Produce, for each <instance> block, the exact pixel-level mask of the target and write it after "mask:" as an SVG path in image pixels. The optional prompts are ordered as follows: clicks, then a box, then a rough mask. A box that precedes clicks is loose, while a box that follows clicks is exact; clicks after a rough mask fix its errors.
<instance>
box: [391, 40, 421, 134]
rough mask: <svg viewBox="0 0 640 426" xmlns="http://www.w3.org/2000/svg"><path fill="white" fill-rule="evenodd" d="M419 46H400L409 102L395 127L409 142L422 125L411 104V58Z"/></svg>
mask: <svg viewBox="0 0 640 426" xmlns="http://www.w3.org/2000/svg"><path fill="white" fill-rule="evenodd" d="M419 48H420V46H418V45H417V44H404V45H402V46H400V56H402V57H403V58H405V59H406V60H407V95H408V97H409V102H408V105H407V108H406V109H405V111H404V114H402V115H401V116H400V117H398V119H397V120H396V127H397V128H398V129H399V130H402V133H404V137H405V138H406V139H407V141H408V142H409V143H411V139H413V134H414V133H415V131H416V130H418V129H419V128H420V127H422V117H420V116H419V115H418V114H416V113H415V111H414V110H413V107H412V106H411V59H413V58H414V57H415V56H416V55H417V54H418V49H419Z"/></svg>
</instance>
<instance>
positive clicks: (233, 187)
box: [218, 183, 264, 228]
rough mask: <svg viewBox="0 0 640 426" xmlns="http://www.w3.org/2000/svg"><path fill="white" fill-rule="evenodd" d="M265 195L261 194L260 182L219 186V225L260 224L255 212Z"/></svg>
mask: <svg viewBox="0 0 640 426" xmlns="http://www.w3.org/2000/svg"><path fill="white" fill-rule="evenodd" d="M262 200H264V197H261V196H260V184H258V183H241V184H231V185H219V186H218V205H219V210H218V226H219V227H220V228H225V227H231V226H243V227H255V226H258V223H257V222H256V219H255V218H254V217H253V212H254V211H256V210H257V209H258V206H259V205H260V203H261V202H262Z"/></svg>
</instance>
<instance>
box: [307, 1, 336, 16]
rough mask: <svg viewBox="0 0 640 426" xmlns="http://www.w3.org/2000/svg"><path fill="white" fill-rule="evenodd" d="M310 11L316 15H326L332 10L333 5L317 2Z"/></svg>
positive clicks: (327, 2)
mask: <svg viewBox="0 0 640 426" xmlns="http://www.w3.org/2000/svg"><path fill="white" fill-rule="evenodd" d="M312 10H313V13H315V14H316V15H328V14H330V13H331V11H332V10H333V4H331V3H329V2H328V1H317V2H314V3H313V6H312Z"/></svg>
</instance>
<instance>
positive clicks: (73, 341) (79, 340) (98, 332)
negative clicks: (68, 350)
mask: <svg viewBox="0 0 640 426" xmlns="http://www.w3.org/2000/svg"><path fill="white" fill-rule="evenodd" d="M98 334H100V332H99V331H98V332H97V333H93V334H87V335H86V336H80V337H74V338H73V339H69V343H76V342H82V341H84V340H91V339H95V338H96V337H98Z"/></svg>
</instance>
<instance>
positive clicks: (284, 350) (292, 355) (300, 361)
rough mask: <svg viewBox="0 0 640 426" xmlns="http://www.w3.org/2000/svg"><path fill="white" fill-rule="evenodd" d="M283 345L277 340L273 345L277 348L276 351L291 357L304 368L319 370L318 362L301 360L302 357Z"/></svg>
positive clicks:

● Brief
The lines from the one containing "negative clicks: (68, 350)" through the final line of the entries above are to be printed exactly, with nothing added.

● Solution for this task
negative clicks: (68, 350)
mask: <svg viewBox="0 0 640 426" xmlns="http://www.w3.org/2000/svg"><path fill="white" fill-rule="evenodd" d="M98 334H100V332H99V331H98V332H97V333H93V334H87V335H86V336H80V337H74V338H73V339H69V343H76V342H82V341H84V340H91V339H95V338H96V337H98Z"/></svg>
</instance>
<instance>
positive clicks: (284, 350) (292, 355) (300, 361)
rough mask: <svg viewBox="0 0 640 426" xmlns="http://www.w3.org/2000/svg"><path fill="white" fill-rule="evenodd" d="M283 345L277 340L273 345L277 348L276 351L291 357L304 368L319 370L318 362L301 360L302 357Z"/></svg>
positive clicks:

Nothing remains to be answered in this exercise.